▶ [Tasks for this exercise]:
**1)** In the forum thread on CuArray shifting, why does Base circshift fail in the sequential case?
**2)** Update the forum thread on CuArray shifting by restating it from "It looks like" up to and including "sum(a + ShiftedArrays.circshift(a, -1))", with "lazy" swapped for "non-allocating".

▶ [Passage]:
=== Begin Enclosure ===
Efficient CuArray shift/rotation

Hi all,

I have a workload which regularly needs to perform operations on adjacent elements in an array and accumulate the result. I would sometimes like to be able to run this parallelised across the whole GPU, sometimes have many copies, each running sequentially within a single GPU thread, and sometimes run it sequentially on the CPU.

For the parallel option, circshift does the job (though at the cost of copying the whole array). This copy requires a memory allocation, so doesn’t work in the sequential case.

julia> a = CuArray([1,2,3]);

julia> sum(a + circshift(a, -1))

For the sequential case, I can use array indices, but getindex isn’t allowed in the parallel case.

sum(a[i] + a[mod1(i+1, length(a))] for i in eachindex(a))

It looks like ShiftedArrays would be ideal for this. It offers a lazy version of circshift which doesn’t need to allocate any memory. On the CPU, this is by far the quickest option I’ve found, but it’s not compatible with the GPU.

julia> sum(a + ShiftedArrays.circshift(a, -1))
ERROR: GPU compilation of kernel #broadcast_kernel#17(CUDA.CuKernelContext, CuDeviceVector{Int64, 1}, Base.Broadcast.Broadcasted{CUDA.CuArrayStyle{1}, Tuple{Base.OneTo{Int64}}, typeof(+), Tuple{Base.Broadcast.Extruded{CuDeviceVector{Int64, 1}, Tuple{Bool}, Tuple{Int64}}, Base.Broadcast.Extruded{CircShiftedVector{Int64, CuArray{Int64, 1, CUDA.Mem.DeviceBuffer}}, Tuple{Bool}, Tuple{Int64}}}}, Int64) failed
KernelError: passing and using non-bitstype argument

Obviously I can have multiple options and use whichever one is appropriate, but I’d like to have a single implementation if possible. Is there an obvious way to do this?
=== End Enclosure ===
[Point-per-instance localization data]
=== Begin Enclosure ===
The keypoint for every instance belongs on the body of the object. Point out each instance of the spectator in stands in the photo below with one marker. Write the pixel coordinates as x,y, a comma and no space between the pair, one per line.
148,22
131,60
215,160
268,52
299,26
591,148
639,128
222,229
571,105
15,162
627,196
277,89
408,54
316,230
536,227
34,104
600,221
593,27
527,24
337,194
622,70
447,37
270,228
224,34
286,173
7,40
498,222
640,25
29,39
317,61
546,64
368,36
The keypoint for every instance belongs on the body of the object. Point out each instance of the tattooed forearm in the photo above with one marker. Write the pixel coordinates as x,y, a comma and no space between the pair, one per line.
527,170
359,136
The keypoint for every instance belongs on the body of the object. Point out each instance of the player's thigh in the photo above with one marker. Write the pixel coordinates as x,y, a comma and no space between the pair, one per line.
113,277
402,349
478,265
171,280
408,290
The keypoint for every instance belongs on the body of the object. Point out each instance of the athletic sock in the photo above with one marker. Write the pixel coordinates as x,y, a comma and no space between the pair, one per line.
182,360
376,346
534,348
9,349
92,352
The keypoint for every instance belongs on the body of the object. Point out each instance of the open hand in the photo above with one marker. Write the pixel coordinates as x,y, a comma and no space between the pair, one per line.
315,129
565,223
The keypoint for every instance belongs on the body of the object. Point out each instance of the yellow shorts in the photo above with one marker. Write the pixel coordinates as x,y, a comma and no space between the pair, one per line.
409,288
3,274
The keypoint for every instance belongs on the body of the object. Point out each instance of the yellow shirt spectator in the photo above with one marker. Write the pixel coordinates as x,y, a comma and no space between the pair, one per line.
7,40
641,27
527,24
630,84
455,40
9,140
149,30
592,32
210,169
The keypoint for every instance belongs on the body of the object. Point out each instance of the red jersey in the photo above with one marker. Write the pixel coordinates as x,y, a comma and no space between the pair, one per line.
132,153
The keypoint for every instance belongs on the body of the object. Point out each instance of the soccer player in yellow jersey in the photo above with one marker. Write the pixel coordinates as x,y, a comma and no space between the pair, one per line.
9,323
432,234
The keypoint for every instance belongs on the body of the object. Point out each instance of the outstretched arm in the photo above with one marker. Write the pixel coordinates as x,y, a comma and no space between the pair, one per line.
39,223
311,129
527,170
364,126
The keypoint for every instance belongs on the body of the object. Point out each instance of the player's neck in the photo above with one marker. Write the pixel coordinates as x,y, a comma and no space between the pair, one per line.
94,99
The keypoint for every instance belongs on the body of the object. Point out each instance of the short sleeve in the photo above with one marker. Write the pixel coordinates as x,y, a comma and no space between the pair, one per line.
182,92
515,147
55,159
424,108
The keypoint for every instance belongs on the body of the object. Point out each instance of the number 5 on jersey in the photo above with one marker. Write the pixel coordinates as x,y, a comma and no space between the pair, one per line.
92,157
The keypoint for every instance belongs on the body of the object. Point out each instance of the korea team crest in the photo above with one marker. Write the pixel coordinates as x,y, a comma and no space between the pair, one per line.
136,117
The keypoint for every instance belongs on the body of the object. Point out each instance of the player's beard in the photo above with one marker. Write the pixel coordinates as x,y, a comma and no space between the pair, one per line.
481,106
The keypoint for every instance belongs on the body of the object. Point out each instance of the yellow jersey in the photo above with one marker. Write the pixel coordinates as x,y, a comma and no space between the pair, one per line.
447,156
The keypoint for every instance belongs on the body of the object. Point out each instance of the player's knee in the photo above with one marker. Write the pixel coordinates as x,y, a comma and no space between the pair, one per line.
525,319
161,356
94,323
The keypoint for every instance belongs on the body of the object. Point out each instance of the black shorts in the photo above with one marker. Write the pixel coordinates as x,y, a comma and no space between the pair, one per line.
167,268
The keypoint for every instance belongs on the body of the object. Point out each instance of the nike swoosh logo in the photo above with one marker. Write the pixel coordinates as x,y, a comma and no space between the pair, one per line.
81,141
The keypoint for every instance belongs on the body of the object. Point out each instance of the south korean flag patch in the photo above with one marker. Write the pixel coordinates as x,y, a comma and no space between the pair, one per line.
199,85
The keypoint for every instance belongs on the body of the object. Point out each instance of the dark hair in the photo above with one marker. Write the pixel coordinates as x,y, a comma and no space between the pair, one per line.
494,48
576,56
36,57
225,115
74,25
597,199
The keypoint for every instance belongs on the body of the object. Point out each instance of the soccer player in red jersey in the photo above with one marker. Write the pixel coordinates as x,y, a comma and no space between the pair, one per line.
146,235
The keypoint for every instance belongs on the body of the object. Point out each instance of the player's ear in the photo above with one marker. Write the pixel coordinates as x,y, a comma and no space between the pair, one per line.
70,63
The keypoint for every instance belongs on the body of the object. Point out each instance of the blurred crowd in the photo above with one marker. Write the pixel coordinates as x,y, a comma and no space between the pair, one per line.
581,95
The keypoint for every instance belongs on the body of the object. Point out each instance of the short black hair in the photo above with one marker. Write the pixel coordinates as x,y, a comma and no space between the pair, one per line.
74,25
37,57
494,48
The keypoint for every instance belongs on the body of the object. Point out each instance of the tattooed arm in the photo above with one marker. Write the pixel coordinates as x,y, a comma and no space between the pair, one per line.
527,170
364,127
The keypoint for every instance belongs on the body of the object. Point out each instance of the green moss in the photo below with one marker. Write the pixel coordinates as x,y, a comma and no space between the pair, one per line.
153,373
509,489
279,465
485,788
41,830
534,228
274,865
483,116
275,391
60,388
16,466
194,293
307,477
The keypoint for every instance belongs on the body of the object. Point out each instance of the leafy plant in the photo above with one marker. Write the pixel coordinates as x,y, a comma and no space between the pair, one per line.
=== End Enclosure ===
▶ [Answers by task]:
**1)** Its copy requires a memory allocation.

**2)**
It looks like ShiftedArrays would be ideal for this. It offers a non-allocating version of circshift which doesn’t need to allocate any memory. On the CPU, this is by far the quickest option I’ve found, but it’s not compatible with the GPU.

julia> sum(a + ShiftedArrays.circshift(a, -1))